RECORDS FOR THE EXERCISE section start

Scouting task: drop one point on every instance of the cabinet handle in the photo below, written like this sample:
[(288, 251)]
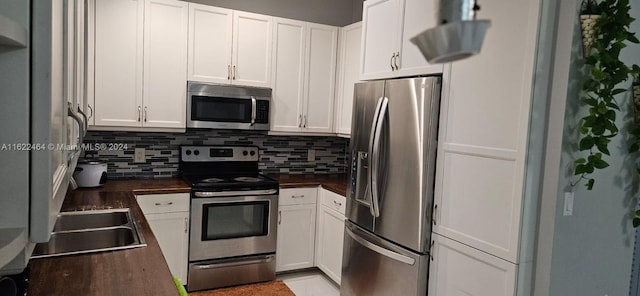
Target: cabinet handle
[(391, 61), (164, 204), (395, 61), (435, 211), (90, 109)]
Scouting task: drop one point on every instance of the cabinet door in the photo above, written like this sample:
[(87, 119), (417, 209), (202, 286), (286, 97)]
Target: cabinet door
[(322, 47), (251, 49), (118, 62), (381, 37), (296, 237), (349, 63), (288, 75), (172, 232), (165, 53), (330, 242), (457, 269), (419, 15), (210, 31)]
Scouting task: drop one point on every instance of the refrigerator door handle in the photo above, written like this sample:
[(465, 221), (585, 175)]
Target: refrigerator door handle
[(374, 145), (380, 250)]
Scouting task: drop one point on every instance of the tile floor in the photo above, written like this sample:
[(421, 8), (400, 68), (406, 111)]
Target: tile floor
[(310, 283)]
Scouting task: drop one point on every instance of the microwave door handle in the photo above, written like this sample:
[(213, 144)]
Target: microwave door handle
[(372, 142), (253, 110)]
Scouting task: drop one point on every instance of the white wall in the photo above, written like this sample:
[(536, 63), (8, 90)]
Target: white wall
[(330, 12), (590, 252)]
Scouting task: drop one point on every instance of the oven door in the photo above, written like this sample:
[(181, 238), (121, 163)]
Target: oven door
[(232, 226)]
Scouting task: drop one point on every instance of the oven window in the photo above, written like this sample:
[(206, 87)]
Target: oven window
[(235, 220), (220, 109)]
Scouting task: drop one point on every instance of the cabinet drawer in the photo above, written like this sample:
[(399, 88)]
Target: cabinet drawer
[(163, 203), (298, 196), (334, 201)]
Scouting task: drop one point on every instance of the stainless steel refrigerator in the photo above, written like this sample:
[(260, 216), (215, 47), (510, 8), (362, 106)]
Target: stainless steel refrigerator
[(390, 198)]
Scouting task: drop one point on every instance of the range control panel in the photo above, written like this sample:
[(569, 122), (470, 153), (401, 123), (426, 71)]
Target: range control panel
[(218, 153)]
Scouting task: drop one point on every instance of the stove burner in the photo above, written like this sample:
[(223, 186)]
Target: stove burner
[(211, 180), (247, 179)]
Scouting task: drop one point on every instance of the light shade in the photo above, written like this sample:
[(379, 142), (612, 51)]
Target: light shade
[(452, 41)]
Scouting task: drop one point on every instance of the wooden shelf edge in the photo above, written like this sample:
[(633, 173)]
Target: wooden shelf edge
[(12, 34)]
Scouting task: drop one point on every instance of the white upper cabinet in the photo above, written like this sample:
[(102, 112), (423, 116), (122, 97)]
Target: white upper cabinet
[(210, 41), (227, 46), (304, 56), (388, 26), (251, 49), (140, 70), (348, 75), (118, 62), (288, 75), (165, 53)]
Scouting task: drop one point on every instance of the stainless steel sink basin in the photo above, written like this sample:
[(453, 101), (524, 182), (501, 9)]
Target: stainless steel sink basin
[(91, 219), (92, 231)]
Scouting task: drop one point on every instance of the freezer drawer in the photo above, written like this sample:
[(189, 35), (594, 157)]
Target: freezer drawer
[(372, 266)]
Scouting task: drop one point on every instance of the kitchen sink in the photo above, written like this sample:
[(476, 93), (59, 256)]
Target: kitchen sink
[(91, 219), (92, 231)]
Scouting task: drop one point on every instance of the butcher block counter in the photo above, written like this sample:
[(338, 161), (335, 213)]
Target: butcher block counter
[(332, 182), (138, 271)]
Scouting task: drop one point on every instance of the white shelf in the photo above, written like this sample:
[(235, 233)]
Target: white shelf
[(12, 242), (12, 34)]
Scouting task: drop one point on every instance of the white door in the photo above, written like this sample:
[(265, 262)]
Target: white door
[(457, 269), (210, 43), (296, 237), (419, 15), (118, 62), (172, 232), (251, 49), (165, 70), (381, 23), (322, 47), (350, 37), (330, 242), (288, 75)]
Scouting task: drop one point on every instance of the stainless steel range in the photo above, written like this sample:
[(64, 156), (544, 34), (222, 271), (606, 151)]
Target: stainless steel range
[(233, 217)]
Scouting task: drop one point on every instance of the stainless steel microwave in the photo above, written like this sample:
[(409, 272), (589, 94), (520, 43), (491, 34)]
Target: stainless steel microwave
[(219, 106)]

RECORDS FOR THE EXERCISE section end

Your task is to reproduce the entries above word for word, from the first line through the line with "[(213, 144)]", and please leave out any pictures.

--- SOLVED PROBLEM ---
Scouting task: drop one point on every instance of the cabinet handle in the photo below, written like this sample:
[(288, 251)]
Target: cabinet handle
[(391, 61), (164, 204), (395, 61), (435, 211), (90, 109)]
Scouting task: drop one point on every instance of the cabinet door in the photo above, written like this sample:
[(87, 119), (417, 209), (202, 286), (286, 97)]
Target: cabinet door
[(322, 47), (251, 49), (118, 62), (381, 37), (296, 237), (349, 63), (288, 75), (172, 232), (165, 53), (330, 242), (457, 269), (419, 15), (210, 31)]
Scouting task: drop one point on every instance of the refrigerator door handle in the photo above, written like this sample:
[(465, 221), (585, 175)]
Target: refrigerator door handle
[(374, 145), (380, 250)]
Scouting task: drop one point on every instance of the tile floor in the photo above, written like this sample:
[(421, 8), (400, 68), (406, 111)]
Target: tile floor
[(310, 283)]
Scouting task: drop one point on every instance of the microwave door handle in the photo above, written like this sample:
[(213, 144)]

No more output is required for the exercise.